Start of Block

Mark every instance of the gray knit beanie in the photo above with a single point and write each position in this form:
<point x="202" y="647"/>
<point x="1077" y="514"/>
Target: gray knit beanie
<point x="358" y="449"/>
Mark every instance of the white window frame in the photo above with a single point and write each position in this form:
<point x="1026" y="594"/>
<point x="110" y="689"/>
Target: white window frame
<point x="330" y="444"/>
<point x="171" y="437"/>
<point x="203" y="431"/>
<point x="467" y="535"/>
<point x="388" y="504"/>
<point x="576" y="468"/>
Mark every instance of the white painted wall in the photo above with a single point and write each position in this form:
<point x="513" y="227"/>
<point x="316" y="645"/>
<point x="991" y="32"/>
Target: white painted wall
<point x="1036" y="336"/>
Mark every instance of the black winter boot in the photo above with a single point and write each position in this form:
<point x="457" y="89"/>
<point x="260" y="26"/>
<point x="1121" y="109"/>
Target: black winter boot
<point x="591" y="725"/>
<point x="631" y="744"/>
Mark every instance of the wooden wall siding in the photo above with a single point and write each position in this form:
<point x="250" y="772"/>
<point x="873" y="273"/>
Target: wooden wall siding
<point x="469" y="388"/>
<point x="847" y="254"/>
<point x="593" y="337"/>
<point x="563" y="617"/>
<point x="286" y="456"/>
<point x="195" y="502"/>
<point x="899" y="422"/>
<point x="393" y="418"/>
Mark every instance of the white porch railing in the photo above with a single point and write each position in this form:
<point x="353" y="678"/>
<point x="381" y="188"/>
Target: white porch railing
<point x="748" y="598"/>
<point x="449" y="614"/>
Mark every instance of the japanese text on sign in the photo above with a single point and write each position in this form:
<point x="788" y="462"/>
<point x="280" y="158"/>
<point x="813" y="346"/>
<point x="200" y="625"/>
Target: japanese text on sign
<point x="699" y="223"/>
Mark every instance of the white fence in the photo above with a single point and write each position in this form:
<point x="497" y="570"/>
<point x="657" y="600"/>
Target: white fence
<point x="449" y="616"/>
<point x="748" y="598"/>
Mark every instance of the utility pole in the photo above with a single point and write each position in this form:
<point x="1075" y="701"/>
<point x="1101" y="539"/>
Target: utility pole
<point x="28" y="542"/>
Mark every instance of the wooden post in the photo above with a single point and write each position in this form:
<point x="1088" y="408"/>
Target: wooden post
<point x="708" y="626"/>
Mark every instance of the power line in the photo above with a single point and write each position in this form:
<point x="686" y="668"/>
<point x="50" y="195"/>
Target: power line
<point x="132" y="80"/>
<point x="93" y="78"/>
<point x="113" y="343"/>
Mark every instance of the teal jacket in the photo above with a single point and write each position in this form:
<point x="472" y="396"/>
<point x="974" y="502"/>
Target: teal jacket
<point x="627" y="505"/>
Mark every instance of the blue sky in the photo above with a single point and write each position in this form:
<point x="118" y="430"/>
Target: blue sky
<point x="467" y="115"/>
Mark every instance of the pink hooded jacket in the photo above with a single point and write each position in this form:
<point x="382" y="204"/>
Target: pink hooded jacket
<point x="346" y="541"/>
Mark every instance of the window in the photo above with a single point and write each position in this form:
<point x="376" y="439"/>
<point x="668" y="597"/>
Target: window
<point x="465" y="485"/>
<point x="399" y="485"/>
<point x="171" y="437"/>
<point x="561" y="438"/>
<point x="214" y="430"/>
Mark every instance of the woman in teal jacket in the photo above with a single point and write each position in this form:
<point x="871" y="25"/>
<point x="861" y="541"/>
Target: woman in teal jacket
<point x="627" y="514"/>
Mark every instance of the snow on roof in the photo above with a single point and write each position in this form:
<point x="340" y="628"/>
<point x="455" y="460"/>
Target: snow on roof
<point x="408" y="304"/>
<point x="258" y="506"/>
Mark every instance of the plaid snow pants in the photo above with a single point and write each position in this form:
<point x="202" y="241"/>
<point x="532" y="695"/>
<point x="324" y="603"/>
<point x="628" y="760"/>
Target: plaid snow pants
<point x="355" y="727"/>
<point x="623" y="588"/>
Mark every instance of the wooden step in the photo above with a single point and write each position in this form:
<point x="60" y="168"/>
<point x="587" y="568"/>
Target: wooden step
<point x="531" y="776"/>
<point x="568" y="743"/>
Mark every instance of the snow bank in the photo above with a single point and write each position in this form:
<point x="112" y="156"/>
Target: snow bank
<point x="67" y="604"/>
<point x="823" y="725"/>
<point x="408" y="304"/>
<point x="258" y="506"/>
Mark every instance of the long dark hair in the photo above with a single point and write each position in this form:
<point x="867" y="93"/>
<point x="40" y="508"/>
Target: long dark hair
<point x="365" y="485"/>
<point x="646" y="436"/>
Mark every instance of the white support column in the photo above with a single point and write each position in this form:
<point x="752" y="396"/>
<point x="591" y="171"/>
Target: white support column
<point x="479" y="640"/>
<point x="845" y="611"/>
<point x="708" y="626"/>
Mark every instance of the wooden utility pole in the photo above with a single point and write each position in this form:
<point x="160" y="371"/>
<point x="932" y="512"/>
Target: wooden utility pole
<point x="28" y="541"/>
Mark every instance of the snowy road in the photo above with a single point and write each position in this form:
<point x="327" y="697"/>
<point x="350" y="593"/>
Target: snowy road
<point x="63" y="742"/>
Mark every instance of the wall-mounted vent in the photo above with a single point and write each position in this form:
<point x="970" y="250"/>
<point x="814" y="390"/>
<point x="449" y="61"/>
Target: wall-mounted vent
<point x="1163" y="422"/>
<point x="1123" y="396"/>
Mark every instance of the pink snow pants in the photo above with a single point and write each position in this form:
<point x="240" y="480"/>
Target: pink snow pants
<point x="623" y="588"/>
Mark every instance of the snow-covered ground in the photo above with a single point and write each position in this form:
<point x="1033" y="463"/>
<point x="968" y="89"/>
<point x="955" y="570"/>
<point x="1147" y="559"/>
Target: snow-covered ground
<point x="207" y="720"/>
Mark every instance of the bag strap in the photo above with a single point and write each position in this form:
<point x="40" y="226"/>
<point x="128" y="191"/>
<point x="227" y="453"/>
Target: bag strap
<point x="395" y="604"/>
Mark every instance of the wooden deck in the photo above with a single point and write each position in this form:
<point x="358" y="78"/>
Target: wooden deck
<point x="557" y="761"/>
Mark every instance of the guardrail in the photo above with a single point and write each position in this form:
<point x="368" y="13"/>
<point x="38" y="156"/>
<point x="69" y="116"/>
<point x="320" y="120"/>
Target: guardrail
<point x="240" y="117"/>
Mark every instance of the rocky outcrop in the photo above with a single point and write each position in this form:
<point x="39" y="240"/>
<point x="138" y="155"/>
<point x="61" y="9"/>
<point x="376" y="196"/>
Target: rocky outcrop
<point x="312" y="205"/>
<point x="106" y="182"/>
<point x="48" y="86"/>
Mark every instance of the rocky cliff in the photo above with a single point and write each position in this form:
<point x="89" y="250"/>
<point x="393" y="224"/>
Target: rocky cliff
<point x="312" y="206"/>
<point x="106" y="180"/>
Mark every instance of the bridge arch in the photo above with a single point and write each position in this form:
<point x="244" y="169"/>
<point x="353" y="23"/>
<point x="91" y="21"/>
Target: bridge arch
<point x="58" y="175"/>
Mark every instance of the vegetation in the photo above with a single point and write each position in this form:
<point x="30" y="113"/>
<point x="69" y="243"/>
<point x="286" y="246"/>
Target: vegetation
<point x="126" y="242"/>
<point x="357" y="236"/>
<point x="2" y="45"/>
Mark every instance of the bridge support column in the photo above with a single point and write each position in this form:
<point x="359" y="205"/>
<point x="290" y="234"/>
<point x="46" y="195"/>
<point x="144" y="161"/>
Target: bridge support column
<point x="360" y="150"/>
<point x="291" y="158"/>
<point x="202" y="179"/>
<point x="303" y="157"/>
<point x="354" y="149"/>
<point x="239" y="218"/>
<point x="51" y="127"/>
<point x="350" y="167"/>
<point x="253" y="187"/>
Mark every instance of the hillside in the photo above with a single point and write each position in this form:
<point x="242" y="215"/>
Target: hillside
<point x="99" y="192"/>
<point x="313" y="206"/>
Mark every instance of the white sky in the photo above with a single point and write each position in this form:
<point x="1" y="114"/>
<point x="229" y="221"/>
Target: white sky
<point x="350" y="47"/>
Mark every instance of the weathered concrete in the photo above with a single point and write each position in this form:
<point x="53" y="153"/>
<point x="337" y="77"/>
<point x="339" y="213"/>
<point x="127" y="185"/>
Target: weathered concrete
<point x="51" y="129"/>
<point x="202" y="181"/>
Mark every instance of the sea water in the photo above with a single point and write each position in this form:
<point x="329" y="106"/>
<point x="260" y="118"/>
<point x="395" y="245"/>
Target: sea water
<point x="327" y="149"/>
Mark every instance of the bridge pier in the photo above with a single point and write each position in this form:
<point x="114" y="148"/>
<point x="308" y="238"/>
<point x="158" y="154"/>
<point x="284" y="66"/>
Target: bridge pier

End of Block

Aim of the task
In the listing above, how many lines include the string "pier"? Say only the number.

The answer
2